Records of pointing at objects in photos

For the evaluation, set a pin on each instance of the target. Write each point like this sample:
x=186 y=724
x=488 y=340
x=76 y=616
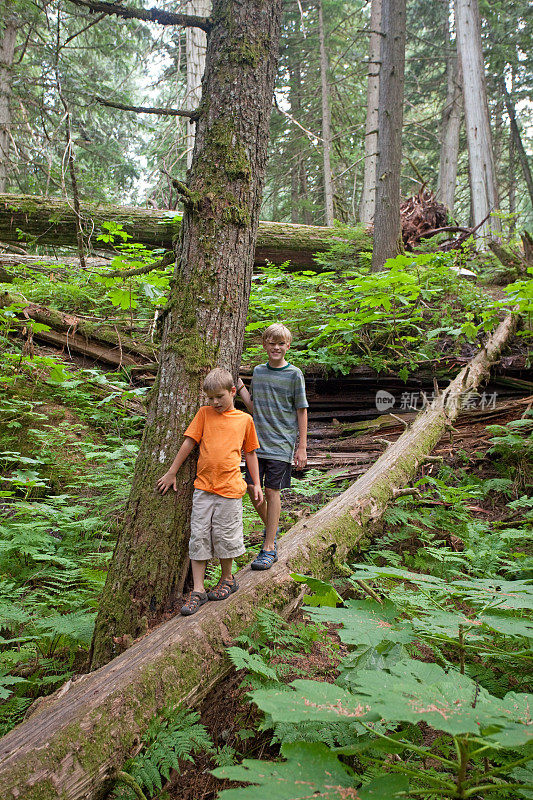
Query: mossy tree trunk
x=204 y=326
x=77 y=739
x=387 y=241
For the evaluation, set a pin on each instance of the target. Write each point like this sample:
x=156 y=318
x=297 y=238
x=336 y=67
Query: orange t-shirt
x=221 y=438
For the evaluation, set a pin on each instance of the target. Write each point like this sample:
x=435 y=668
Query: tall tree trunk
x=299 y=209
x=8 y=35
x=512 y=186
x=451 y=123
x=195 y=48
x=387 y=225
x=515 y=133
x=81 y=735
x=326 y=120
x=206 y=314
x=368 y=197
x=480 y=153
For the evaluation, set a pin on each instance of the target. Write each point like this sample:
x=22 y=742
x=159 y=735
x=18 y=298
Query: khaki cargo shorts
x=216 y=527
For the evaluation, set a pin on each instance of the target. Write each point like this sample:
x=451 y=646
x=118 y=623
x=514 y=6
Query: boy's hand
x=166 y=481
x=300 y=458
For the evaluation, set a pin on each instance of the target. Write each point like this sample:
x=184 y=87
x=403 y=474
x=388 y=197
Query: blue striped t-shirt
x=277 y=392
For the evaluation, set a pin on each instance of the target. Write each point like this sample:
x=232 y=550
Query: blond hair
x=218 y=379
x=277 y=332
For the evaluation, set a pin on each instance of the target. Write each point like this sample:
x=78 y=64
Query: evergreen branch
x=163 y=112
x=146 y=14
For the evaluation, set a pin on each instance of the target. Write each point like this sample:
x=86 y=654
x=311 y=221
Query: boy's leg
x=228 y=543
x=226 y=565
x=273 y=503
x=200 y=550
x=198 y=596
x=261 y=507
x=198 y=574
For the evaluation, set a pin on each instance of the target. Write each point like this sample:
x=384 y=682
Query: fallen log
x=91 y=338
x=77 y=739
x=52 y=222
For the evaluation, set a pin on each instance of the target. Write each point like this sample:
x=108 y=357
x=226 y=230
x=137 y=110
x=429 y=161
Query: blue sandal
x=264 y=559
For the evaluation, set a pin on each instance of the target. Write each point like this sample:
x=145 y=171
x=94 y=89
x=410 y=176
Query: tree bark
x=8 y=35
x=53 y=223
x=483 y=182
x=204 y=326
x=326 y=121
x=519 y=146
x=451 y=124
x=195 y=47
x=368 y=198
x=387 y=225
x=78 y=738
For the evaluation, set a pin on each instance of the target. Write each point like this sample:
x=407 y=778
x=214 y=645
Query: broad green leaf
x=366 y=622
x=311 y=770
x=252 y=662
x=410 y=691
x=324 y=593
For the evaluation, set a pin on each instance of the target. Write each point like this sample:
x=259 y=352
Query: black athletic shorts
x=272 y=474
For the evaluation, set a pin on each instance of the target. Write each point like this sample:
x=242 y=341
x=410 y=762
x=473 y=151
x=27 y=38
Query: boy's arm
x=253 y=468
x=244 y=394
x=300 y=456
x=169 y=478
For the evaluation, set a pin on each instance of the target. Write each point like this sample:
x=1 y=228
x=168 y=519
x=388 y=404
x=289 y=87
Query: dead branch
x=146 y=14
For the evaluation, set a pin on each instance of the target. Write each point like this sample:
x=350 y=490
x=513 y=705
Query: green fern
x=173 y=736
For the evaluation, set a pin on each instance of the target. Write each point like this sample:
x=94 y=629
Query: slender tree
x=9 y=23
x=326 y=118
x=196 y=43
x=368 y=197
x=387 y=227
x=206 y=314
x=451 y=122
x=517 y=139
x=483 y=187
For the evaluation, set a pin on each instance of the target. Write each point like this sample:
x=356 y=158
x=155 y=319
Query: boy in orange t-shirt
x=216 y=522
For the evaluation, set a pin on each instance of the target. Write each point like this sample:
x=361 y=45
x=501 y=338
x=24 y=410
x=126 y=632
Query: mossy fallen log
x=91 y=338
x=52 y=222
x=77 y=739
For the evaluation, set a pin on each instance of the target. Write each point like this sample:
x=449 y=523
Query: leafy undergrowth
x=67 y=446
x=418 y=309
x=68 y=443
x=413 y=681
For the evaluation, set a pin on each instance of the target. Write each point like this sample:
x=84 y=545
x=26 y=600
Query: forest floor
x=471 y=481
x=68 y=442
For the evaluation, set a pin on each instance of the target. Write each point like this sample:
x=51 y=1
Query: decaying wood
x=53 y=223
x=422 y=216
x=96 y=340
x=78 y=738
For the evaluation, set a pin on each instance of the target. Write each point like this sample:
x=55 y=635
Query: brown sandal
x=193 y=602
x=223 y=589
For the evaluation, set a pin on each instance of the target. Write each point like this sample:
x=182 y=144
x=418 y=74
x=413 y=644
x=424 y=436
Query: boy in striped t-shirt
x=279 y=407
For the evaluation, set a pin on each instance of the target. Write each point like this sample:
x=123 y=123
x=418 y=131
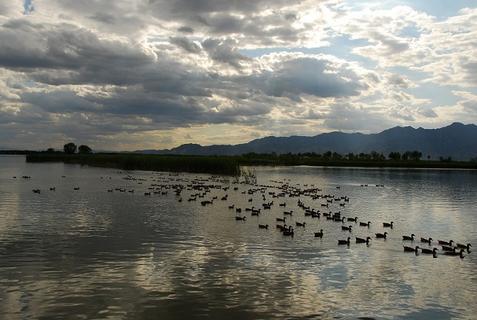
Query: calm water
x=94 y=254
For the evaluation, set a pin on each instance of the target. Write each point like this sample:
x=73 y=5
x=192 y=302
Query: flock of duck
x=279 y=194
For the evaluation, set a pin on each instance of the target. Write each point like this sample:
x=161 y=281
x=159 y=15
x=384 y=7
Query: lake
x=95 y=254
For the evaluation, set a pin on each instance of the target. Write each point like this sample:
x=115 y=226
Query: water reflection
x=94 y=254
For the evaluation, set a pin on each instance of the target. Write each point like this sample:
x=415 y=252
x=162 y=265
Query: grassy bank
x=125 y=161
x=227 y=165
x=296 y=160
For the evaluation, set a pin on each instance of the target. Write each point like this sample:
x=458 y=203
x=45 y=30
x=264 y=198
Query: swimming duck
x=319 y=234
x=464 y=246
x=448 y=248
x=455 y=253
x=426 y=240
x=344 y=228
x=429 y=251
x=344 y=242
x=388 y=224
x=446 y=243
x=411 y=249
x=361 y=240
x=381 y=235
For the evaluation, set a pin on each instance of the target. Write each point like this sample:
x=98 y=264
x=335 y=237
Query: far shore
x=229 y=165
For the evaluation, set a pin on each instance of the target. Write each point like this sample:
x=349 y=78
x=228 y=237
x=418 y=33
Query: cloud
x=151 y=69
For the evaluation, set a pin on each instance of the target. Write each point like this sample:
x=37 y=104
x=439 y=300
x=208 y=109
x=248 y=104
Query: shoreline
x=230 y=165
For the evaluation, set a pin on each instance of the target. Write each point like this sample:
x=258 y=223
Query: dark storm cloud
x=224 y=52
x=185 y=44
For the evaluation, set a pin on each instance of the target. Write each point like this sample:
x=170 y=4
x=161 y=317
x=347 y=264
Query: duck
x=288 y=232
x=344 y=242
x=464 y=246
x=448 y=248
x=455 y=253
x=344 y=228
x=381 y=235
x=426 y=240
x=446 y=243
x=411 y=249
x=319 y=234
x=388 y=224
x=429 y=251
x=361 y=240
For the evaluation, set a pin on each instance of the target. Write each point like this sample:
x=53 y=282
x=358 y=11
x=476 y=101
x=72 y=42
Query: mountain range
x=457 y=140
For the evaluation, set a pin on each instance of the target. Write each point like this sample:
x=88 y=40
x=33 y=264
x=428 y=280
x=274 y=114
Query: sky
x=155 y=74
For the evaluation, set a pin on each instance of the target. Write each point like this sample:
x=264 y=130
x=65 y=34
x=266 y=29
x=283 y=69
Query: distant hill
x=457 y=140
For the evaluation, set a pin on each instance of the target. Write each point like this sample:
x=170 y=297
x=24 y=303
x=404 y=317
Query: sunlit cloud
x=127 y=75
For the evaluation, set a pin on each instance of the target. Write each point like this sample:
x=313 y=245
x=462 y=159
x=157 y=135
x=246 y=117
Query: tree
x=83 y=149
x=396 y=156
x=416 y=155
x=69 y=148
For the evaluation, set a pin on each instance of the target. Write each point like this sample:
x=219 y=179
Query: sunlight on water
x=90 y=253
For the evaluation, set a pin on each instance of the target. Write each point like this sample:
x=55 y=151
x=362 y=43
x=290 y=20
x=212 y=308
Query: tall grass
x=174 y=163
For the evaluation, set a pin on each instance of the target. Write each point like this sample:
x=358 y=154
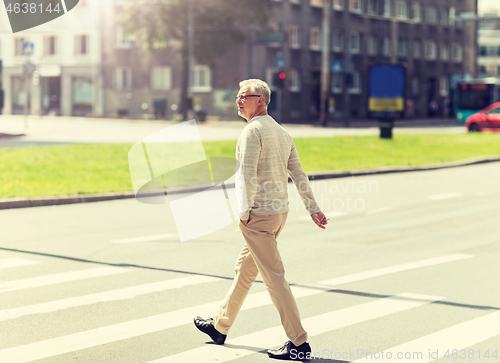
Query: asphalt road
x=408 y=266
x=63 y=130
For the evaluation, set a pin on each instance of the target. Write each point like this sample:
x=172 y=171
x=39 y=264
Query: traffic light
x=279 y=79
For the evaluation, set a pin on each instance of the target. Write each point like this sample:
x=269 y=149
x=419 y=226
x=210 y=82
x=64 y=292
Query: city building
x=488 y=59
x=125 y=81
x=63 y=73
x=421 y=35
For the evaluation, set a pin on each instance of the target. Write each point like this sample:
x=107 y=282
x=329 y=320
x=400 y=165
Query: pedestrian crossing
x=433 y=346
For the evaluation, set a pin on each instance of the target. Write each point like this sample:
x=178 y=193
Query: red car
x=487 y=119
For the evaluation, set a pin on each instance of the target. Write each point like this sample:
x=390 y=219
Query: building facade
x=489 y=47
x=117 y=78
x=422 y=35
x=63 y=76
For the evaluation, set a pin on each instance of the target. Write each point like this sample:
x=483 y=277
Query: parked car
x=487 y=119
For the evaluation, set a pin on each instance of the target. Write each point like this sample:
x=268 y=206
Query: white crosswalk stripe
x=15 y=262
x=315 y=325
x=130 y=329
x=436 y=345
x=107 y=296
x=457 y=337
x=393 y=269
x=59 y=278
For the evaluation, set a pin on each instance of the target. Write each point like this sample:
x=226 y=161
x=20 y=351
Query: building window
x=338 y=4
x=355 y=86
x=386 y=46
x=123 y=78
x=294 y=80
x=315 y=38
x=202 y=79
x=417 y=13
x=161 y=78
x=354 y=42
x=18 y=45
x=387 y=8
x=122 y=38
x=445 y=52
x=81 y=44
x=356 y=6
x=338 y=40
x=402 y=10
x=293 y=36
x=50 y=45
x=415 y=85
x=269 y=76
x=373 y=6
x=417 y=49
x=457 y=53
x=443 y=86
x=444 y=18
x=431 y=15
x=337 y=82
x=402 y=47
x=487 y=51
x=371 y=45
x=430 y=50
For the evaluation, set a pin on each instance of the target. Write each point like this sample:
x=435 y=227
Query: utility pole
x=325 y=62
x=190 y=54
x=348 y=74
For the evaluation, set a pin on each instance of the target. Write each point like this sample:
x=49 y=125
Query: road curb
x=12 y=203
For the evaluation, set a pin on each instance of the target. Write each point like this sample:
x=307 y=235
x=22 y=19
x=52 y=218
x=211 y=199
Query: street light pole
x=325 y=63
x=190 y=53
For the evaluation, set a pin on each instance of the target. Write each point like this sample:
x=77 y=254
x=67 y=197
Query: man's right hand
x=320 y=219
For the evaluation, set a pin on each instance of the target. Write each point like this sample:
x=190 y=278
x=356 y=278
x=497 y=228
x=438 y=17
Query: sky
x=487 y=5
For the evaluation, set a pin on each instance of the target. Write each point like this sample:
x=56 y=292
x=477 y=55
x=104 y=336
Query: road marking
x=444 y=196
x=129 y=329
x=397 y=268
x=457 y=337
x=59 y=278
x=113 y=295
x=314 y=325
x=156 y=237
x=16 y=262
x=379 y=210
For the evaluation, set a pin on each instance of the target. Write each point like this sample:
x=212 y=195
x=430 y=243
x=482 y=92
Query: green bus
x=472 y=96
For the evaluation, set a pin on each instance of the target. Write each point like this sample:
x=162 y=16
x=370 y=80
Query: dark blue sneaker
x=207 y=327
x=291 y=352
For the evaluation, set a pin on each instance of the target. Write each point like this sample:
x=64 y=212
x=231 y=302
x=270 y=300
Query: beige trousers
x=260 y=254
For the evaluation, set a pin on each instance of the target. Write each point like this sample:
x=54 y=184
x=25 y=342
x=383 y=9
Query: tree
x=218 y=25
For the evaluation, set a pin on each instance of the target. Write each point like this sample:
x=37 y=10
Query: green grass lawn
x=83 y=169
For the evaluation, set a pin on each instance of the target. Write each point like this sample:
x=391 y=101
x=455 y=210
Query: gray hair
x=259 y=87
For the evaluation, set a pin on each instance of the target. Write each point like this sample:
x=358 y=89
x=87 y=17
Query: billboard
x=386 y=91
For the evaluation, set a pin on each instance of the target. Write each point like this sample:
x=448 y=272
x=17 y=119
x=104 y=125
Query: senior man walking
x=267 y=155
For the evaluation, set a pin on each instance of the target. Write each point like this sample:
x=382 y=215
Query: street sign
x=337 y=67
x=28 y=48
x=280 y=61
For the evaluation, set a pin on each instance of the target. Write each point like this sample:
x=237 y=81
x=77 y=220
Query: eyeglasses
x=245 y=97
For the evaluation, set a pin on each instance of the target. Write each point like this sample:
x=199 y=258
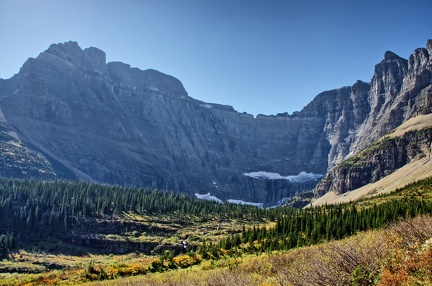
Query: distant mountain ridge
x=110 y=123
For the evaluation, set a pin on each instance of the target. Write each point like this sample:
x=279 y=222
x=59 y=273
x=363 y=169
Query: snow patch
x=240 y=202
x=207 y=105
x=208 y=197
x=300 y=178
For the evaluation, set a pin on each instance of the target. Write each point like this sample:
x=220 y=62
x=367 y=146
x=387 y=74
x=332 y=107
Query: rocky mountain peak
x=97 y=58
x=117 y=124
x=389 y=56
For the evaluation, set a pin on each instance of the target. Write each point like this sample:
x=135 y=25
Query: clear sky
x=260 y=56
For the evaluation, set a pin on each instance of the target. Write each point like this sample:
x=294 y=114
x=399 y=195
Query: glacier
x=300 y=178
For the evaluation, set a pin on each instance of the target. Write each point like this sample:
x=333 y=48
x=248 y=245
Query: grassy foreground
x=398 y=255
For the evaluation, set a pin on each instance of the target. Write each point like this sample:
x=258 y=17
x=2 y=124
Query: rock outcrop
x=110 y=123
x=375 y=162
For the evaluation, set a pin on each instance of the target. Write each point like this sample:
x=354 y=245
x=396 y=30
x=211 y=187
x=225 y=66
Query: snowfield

Task requirements>
Render the entries as a numbered list, starting at the very beginning and running through the line that contains "x=216 y=527", including that line. Skip blank lines and leave the pictures out.

The output>
1. For the evaluation, set a pin on each instance of the target. Write each point like this sample:
2. x=186 y=724
3. x=488 y=340
4. x=76 y=616
5. Query: mossy tree trunk
6. x=204 y=326
7. x=77 y=739
8. x=387 y=241
9. For the evaluation, set a pin on each instance of the target. Write each point like this sample:
10. x=156 y=318
11. x=297 y=238
12. x=336 y=67
13. Query: orange t-shirt
14. x=221 y=438
15. For the evaluation, set a pin on each instance of the target. Write each point like this sample:
16. x=435 y=668
17. Query: tall tree trunk
18. x=299 y=209
19. x=8 y=35
20. x=512 y=186
21. x=451 y=123
22. x=195 y=48
23. x=387 y=225
24. x=515 y=133
25. x=81 y=735
26. x=326 y=120
27. x=206 y=314
28. x=368 y=197
29. x=480 y=153
30. For the evaluation, set a pin on each instance of the target. Write each point like this sample:
31. x=22 y=742
32. x=159 y=735
33. x=18 y=298
34. Query: khaki cargo shorts
35. x=216 y=527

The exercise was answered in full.